→ Text extract
##########
In the Inhuman storyline, he is shot in the spine by NuHuman named Lineage, he is paralyzed waist down and cannot use his powers.

As part of the All-New, All-Different Marvel, Gorgon joined the diplomatic mission created by Medusa to oversee the diplomatic relations and handle the recovery efforts of the newly transformed Inhumans. During this time, Gorgon rode around in a special wheelchair. His paralysis is later cured by NuHuman Panacea.

During the Inhumans vs. X-Men storyline, Gorgon and Crystal are ambushed by Magneto.

Powers and abilities
Gorgon's superhuman powers are a result of exposure to the mutagenic Terrigen Mist. Gorgon now has bull's legs and hooves and can create intense shockwaves equivalent to a powerful earthquake. He also possesses enhanced strength and durability, although like all Inhumans he has a weaker immune system than that of an average human.

Gorgon was exposed to Terrigen Mists a second time by Pentagon officials. He then appeared larger and stronger and behaved more brutishly. These changes gradually faded.

Other versions

Amalgam Comics
In Amalgam Comics, Big Gorgon – a combination of DC Comics' Big Bear and Marvel's Gorgon – is a member of the superhero group the Un-People in the Amalgam Comics universe.

Earth X
In Earth X, like many of his fellow Inhumans, the Gorgon of Earth X has undergone a further mutation and possesses the head of a bull.

Marvel Zombies
In Marvel Zombies, the first time the zombified Gorgon is seen, he is part of a horde of super-zombies attempting to eat the last few known humans left on Earth. They fail; the humans are safely escorted to another reality. Later, it is seen that the entire Inhuman Royal Family has been zombified and has traveled to Kingpin's domain to eat of his human clones. Machine Man attacks and Gorgon tries to retaliate by stamping the ground, but his leg instantly falls off.

Ultimate Marvel
In the Ultimate Marvel reality, Gorgon is female (the sister of Medusa and Crystal) and possesses the added ability to hypnotize people.
##########
→ Provided material
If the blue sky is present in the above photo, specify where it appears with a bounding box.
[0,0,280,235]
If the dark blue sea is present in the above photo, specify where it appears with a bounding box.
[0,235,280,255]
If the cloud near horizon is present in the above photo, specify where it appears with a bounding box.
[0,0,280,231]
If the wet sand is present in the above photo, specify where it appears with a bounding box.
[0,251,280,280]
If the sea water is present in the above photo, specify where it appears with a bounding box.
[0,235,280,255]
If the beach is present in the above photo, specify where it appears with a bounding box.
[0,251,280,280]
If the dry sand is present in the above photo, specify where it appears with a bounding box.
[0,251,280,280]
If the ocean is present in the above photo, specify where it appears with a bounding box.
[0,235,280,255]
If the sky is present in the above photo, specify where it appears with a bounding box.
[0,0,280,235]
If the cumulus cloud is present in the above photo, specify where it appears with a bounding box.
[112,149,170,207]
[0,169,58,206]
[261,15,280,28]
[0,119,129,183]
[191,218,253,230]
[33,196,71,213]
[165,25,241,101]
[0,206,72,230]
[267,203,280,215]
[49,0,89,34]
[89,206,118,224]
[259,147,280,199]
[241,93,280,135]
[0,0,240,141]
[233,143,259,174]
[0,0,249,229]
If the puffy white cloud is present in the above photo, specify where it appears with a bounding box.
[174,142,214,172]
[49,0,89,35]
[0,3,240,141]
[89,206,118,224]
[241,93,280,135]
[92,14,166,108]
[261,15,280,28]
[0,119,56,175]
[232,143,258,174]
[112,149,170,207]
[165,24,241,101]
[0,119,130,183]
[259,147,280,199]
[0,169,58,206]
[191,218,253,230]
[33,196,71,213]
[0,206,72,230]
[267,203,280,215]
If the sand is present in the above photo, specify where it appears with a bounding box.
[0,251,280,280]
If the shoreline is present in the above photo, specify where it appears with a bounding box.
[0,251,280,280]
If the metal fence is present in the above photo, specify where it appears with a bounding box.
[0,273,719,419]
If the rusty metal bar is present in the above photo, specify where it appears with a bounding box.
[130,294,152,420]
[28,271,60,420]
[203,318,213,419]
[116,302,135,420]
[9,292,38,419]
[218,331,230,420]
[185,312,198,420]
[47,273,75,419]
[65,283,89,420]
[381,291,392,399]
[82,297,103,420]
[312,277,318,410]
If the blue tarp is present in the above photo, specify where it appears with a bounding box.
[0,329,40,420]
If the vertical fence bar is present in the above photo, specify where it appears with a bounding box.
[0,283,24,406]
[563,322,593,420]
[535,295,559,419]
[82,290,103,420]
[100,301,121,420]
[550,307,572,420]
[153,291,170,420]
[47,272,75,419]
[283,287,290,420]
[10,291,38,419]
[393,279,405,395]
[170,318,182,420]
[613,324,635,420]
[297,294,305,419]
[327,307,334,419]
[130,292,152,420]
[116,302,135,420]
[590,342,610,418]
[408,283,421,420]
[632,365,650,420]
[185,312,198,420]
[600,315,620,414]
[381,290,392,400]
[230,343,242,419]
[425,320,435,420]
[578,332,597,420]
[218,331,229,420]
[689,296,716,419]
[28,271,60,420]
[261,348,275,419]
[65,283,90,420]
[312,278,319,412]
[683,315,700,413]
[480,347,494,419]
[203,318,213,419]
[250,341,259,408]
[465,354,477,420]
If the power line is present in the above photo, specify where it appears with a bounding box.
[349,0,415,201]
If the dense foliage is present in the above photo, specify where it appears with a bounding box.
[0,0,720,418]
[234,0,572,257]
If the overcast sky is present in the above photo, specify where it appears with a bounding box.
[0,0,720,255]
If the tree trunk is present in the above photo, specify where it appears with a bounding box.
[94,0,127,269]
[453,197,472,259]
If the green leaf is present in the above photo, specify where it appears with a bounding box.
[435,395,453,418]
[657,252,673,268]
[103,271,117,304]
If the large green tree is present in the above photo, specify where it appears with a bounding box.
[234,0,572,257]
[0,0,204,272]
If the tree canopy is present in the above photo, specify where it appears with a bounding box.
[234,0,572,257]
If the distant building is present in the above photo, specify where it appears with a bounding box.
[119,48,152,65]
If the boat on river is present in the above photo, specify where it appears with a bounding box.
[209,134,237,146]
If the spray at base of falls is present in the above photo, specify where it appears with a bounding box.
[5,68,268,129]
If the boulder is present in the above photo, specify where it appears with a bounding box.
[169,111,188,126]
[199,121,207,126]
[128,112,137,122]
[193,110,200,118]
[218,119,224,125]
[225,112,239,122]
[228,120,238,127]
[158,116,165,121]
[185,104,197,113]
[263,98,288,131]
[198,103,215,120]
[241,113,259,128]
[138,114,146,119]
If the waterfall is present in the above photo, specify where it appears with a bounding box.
##########
→ Requirements
1) Echo the Gorgon text word for word, beginning at "During the Inhumans" and stopping after "changes gradually faded.".
2) According to the Gorgon text, who cures Gorgon's paralysis?

→ Responses by task
1)
During the Inhumans vs. X-Men storyline, Gorgon and Crystal are ambushed by Magneto.

Powers and abilities
Gorgon's superhuman powers are a result of exposure to the mutagenic Terrigen Mist. Gorgon now has bull's legs and hooves and can create intense shockwaves equivalent to a powerful earthquake. He also possesses enhanced strength and durability, although like all Inhumans he has a weaker immune system than that of an average human.

Gorgon was exposed to Terrigen Mists a second time by Pentagon officials. He then appeared larger and stronger and behaved more brutishly. These changes gradually faded.

2) NuHuman Panacea